- **Selected excerpt**:
He was there at the end, and thereafter tried to keep busy,
volunteering at the library and enjoying his men’s Bible study group
till one evening when his heart finally gave out.
His ashes, along with his wife’s, were buried in the National Cemetery
where, as the crowd walked back from the grave,
six Blackhawks, flying in formation, came over at treetop level,
heading west, a final flight for an airborne officer…

It was an honor to be among the mourners last Friday.


  1. It's good to remember and honor lives like that. I'm sure the eulogies were inspiring.


  2. Wonderful tribute, Sage.

    By the way, this has nothing to do with anything, but when I heard Warren Buffet was trying to buy a railroad, I thought of you.

  3. Sad but touching.

    What an admirable example to many. Nice tribute, my friend.

  4. Beautiful memorial to him, and the ceremony must have been very special.

  5. Nice eulogies for a friend that must have been a very special person.

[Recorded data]

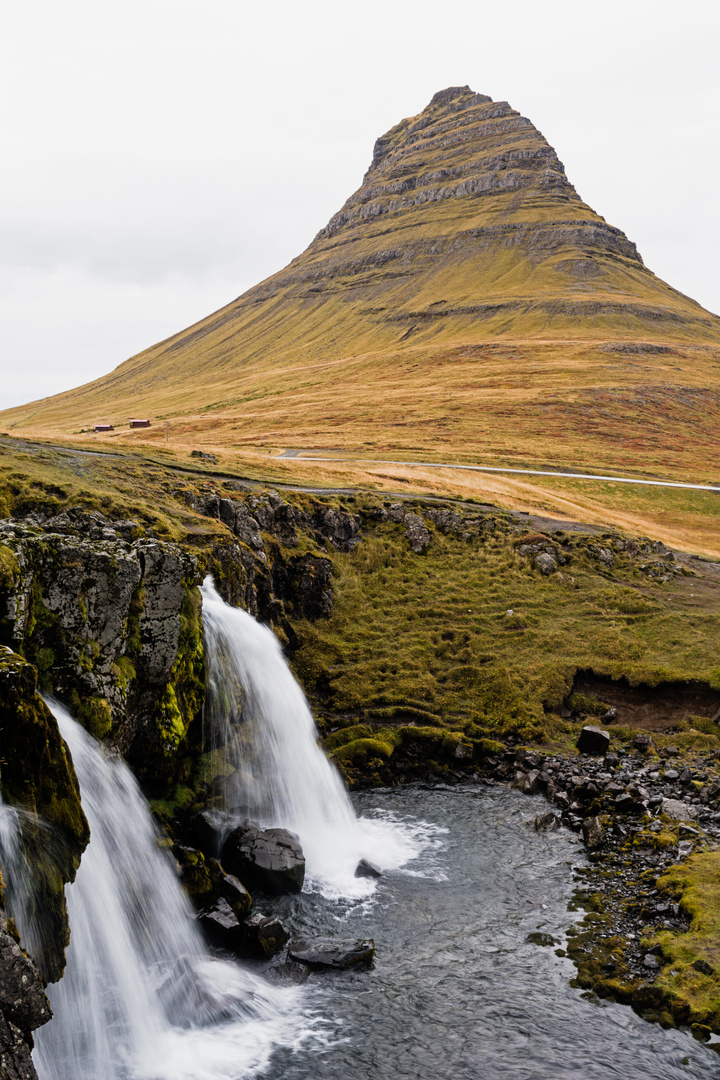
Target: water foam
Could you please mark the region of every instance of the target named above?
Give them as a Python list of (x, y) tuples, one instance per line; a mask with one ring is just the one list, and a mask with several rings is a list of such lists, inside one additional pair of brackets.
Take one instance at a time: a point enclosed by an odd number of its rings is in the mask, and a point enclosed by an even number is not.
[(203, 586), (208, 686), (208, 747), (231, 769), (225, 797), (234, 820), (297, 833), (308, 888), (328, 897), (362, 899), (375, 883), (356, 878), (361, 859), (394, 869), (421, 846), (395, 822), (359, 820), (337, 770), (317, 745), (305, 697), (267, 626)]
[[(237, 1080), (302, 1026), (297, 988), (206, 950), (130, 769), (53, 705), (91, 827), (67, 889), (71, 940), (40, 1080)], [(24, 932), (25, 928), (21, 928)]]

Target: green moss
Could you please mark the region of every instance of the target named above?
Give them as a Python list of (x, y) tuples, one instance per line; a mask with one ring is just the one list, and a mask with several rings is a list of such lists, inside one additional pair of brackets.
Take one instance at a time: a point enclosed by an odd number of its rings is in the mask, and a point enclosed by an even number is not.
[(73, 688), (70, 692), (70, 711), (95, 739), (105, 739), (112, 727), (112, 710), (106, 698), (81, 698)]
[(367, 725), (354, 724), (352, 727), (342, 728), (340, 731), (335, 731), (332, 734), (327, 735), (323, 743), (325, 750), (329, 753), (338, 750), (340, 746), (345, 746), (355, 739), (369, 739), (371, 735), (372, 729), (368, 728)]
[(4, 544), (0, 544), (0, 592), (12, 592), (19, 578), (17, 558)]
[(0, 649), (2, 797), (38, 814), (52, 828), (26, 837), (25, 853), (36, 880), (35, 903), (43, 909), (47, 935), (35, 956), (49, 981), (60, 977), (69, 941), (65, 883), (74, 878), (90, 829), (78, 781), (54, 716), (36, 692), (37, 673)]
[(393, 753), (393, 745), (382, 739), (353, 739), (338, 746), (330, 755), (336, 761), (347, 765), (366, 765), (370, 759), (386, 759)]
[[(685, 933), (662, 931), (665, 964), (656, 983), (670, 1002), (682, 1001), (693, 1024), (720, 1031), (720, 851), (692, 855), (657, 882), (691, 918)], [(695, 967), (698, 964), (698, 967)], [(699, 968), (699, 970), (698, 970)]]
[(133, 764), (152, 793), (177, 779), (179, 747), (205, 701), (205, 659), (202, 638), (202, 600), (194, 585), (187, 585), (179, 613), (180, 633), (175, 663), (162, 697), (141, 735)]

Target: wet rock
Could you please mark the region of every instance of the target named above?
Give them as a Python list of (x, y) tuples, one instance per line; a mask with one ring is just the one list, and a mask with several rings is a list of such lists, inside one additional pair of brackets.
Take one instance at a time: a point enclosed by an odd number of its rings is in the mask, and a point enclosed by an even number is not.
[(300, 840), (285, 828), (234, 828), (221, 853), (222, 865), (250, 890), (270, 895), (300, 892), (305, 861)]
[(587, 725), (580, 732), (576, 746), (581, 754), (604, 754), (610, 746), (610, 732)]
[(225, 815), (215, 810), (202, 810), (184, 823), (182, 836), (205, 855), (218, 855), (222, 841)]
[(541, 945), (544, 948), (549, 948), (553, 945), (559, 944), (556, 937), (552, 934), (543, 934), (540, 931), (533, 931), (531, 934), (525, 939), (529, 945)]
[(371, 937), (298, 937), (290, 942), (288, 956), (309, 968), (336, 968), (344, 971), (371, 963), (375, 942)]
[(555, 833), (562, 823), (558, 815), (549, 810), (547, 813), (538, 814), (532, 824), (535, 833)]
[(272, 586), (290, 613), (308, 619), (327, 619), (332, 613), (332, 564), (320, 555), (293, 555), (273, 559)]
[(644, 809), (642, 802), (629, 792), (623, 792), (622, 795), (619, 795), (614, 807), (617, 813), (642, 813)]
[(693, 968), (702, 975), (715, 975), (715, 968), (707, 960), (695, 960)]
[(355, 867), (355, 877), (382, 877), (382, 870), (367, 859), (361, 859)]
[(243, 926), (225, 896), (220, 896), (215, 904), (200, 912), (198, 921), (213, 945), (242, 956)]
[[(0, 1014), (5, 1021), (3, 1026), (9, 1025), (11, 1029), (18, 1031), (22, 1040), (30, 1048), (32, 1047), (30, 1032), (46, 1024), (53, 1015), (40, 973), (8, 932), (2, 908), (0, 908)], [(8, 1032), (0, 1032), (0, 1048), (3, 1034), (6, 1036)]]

- **Stated goal 1**:
Using the tribute post, decide whether each statement below agrees with it: (a) The man volunteered at the library. (b) His ashes were scattered at sea. (c) The six Blackhawks flew over heading east. For each, answer yes or no and quote the words from the text that decide it.
- **Stated goal 2**:
Repeat the part of the tribute post from "It was an honor" up to and including "tribute, my friend.", word for word.

- **Correct answer 1**:
(a) Yes: "volunteering at the library"
(b) No: "His ashes, along with his wife’s, were buried in the National Cemetery"
(c) No: "heading west"

- **Correct answer 2**:
It was an honor to be among the mourners last Friday.


  1. It's good to remember and honor lives like that. I'm sure the eulogies were inspiring.


  2. Wonderful tribute, Sage.

    By the way, this has nothing to do with anything, but when I heard Warren Buffet was trying to buy a railroad, I thought of you.

  3. Sad but touching.

    What an admirable example to many. Nice tribute, my friend.